• Task instructions
What lines below include the string "nose"? Pick them out and copy them.

• Entries supplied
:::::

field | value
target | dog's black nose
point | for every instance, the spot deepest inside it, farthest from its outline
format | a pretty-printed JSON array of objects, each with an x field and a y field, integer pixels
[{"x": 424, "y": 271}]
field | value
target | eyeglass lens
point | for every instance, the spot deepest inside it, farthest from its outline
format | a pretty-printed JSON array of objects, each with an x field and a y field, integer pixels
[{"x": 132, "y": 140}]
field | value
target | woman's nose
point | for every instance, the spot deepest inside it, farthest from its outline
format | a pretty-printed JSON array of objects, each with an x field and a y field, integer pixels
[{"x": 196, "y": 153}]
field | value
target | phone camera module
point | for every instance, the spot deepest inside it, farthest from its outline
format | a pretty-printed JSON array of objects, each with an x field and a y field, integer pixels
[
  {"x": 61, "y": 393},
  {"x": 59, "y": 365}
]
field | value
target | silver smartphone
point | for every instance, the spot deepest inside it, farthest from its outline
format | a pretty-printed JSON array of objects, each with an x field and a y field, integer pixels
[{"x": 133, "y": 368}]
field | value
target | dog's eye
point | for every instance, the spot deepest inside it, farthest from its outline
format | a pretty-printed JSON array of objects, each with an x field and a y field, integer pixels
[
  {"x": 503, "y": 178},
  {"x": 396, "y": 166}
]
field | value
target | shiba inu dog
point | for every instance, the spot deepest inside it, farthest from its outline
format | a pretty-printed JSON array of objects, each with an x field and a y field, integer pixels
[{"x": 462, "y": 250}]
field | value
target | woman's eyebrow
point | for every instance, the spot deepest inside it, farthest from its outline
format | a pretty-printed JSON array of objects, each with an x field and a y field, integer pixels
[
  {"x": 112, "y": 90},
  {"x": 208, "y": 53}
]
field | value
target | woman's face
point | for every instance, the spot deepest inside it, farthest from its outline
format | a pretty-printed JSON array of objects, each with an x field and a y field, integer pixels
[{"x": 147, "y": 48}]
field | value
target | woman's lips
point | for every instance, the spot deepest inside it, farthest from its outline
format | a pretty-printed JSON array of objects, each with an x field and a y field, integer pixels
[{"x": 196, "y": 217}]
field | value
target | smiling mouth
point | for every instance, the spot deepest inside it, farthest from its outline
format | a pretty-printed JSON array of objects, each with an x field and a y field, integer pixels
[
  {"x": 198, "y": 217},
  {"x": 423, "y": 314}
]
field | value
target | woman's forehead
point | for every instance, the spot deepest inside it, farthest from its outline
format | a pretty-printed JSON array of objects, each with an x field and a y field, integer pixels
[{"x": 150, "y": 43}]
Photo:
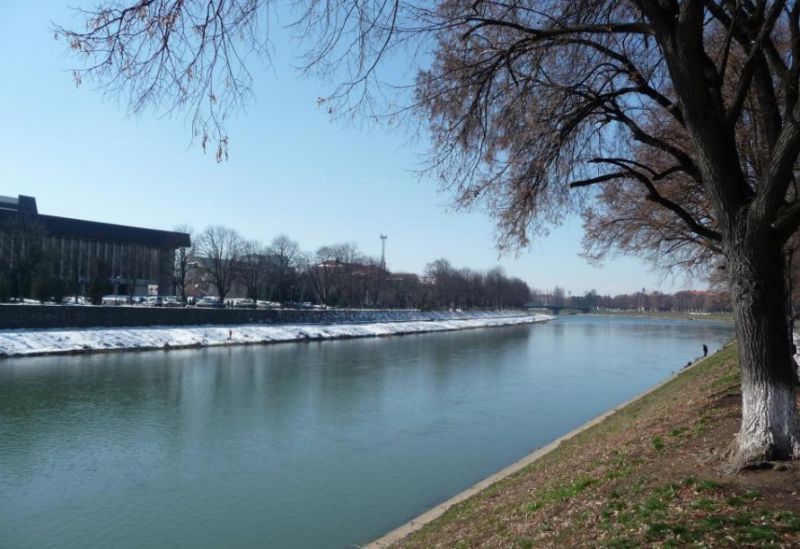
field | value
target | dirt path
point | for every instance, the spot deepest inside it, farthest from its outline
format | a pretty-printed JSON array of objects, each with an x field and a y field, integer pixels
[{"x": 652, "y": 474}]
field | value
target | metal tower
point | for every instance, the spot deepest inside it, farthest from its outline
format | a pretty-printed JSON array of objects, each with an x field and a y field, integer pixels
[{"x": 383, "y": 251}]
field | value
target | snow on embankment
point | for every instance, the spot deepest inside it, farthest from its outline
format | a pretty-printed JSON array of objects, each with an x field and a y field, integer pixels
[{"x": 38, "y": 342}]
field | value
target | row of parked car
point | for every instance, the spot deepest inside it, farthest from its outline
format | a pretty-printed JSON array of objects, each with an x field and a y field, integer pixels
[{"x": 204, "y": 302}]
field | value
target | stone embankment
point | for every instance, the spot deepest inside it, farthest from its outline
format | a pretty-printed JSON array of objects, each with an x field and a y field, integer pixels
[
  {"x": 59, "y": 316},
  {"x": 321, "y": 325}
]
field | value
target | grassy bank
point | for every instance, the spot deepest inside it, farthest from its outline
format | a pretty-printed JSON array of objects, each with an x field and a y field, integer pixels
[{"x": 650, "y": 474}]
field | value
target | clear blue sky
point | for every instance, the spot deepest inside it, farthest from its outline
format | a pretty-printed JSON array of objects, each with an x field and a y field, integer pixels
[{"x": 291, "y": 170}]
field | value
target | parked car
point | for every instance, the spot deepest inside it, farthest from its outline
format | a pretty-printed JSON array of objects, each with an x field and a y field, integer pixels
[
  {"x": 208, "y": 301},
  {"x": 172, "y": 301},
  {"x": 240, "y": 303},
  {"x": 114, "y": 300},
  {"x": 75, "y": 300}
]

:::::

• Response
target | dog's black nose
target | woman's nose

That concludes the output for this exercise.